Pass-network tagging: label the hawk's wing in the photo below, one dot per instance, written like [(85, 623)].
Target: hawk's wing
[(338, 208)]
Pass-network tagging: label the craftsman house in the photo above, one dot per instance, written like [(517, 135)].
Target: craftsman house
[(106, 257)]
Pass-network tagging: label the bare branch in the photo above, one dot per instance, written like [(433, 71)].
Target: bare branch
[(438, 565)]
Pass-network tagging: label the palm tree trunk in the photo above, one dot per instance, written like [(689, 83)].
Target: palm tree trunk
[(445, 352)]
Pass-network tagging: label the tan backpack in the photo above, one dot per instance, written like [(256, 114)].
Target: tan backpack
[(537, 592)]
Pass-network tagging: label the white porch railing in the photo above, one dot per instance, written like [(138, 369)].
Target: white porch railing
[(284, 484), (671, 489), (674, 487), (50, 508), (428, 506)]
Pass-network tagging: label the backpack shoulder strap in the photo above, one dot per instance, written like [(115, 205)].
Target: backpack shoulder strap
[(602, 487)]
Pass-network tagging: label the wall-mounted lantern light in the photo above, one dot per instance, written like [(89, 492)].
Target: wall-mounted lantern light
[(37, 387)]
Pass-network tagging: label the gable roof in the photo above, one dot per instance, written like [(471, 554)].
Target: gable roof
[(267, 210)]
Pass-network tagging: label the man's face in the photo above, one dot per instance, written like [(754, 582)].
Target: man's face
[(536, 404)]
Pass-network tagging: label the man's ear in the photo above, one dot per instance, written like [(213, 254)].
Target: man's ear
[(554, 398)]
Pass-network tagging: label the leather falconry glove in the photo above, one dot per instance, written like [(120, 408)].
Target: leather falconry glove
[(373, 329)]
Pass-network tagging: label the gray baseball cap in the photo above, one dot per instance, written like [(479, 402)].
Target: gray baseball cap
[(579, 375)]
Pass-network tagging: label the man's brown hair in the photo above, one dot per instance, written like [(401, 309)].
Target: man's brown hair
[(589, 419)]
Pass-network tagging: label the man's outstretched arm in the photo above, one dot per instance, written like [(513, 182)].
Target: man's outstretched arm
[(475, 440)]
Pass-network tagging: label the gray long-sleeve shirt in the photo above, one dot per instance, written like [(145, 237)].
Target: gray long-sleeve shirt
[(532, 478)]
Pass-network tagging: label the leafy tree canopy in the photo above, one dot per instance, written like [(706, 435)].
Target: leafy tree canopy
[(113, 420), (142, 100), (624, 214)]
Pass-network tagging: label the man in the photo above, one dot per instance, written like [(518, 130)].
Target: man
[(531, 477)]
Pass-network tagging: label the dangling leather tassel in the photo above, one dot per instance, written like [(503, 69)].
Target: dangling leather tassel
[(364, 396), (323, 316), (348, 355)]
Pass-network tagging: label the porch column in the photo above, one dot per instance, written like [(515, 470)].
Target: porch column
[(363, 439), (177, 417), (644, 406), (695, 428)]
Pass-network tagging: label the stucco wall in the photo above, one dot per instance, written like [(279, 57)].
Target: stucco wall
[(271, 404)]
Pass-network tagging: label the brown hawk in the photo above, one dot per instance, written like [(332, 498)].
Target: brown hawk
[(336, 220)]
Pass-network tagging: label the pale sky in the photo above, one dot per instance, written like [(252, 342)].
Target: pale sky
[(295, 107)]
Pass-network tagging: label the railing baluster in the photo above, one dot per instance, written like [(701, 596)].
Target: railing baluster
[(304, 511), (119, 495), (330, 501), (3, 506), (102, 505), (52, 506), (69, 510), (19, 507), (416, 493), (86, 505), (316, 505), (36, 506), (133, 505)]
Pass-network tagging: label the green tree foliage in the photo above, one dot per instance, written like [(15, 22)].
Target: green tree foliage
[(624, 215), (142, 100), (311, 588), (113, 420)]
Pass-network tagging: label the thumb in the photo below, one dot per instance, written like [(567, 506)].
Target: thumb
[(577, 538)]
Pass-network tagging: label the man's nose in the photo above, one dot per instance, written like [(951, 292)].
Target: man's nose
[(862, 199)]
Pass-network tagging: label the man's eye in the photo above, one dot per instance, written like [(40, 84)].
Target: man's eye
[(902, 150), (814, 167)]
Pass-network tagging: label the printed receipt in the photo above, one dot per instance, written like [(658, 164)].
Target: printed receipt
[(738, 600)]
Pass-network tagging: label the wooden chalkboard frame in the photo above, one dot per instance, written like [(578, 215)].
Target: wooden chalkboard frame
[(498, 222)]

:::

== Short exercise ==
Copy the material word for word, from the line containing "Pass-network tagging: label the wooden" through the end of the material.

== Written reply ==
Pass-network tagging: label the wooden chalkboard frame in the photo above, one dot per instance, written like [(578, 215)].
Target: wooden chalkboard frame
[(498, 222)]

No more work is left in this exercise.